Brief: Each record below must be written out exactly as given.

··· Records provided ···

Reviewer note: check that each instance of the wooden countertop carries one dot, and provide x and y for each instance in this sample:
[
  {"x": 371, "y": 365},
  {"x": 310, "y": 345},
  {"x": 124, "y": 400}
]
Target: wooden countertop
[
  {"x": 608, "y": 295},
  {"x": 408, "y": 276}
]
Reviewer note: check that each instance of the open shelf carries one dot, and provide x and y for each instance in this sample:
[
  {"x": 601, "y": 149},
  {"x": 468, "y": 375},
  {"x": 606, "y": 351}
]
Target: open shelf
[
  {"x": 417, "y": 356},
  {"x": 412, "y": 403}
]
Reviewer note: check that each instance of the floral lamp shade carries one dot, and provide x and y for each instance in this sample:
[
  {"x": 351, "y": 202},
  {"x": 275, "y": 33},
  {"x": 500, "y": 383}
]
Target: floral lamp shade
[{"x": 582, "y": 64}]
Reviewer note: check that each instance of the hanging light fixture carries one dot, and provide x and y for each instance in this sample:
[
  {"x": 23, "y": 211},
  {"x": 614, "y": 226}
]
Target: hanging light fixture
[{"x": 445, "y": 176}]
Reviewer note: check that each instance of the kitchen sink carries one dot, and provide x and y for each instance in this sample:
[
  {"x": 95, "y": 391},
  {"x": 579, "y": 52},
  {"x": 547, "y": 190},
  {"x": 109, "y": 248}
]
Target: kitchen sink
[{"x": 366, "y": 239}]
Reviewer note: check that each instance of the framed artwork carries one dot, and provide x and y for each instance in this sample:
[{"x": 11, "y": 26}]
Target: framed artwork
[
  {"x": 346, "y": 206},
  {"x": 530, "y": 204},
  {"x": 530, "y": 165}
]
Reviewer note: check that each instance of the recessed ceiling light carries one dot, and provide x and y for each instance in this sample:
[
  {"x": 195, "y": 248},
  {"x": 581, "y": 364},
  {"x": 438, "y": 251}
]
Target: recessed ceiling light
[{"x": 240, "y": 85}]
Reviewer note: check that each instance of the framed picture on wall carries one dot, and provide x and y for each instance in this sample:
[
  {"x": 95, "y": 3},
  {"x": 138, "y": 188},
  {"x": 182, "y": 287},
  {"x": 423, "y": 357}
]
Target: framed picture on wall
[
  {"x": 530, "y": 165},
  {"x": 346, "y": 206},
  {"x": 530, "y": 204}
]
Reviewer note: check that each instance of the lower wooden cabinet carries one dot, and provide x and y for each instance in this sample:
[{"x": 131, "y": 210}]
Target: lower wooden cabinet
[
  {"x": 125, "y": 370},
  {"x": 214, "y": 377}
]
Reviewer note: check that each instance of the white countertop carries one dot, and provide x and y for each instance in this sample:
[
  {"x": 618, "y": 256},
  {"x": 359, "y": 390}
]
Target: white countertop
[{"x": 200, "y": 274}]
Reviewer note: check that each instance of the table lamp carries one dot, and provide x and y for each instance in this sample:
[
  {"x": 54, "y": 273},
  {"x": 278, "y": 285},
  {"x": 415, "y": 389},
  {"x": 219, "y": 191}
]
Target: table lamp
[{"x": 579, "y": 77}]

···

Solution to this task:
Reviewer note: check that each instance of the wooden countertop carries one dot, and provide x and y for each instance in this sample:
[
  {"x": 371, "y": 365},
  {"x": 310, "y": 345},
  {"x": 124, "y": 400}
]
Target: wooden countertop
[
  {"x": 608, "y": 295},
  {"x": 408, "y": 276}
]
Reviewer note: check that each instance of the open shelf carries one dot, and provide x and y for each instance in this sample:
[
  {"x": 601, "y": 149},
  {"x": 468, "y": 375},
  {"x": 606, "y": 351}
]
Target: open shelf
[
  {"x": 417, "y": 356},
  {"x": 412, "y": 403}
]
Reviewer note: check that each instance of the floral lamp shade carries one dot, and provide x and y for each instance in this sample:
[
  {"x": 351, "y": 202},
  {"x": 275, "y": 33},
  {"x": 500, "y": 383}
]
Target: floral lamp shade
[{"x": 582, "y": 64}]
Reviewer note: check that each instance of the hanging light fixture carries one dot, and provide x and y for each instance in this sample:
[
  {"x": 23, "y": 211},
  {"x": 614, "y": 226}
]
Target: hanging light fixture
[{"x": 445, "y": 176}]
Reviewer note: check that each instance of the kitchen sink carries one dot, and provide x and y for each instance in this sample:
[
  {"x": 95, "y": 391},
  {"x": 579, "y": 52},
  {"x": 547, "y": 190},
  {"x": 109, "y": 248}
]
Target: kitchen sink
[{"x": 366, "y": 239}]
Reviewer note: check that each instance of the framed artwork carries one dot, and provide x and y for each instance in this sample:
[{"x": 11, "y": 26}]
Target: framed artwork
[
  {"x": 346, "y": 206},
  {"x": 530, "y": 204},
  {"x": 530, "y": 165}
]
Reviewer note: check that each instance of the recessed ceiling light carries one dot, and provide x and y for each instance in this sample:
[
  {"x": 195, "y": 248},
  {"x": 581, "y": 364},
  {"x": 438, "y": 251}
]
Target: recessed ceiling light
[{"x": 240, "y": 85}]
Reviewer note: check that each instance of the framed picture on wall carries one dot, and provide x and y for each instance in this sample:
[
  {"x": 95, "y": 3},
  {"x": 138, "y": 188},
  {"x": 182, "y": 287},
  {"x": 423, "y": 357}
]
Target: framed picture on wall
[
  {"x": 530, "y": 165},
  {"x": 346, "y": 206},
  {"x": 530, "y": 204}
]
Reviewer note: check that each instance of the lower wooden cabinet carries one dot, and provide x and y for each instance in this sample:
[{"x": 131, "y": 210}]
Target: lower wooden cabinet
[
  {"x": 125, "y": 370},
  {"x": 214, "y": 377}
]
Reviewer note: check that each instance of the white countertop carries one dot, and provide x and y for each instance in this sample:
[
  {"x": 618, "y": 256},
  {"x": 359, "y": 390}
]
Target: white countertop
[{"x": 200, "y": 274}]
Reviewer note: check that each instance of the table lamp carries one dot, and provide x and y for each instance in this sample:
[
  {"x": 54, "y": 273},
  {"x": 278, "y": 285},
  {"x": 415, "y": 389},
  {"x": 219, "y": 191}
]
Target: table lamp
[{"x": 579, "y": 77}]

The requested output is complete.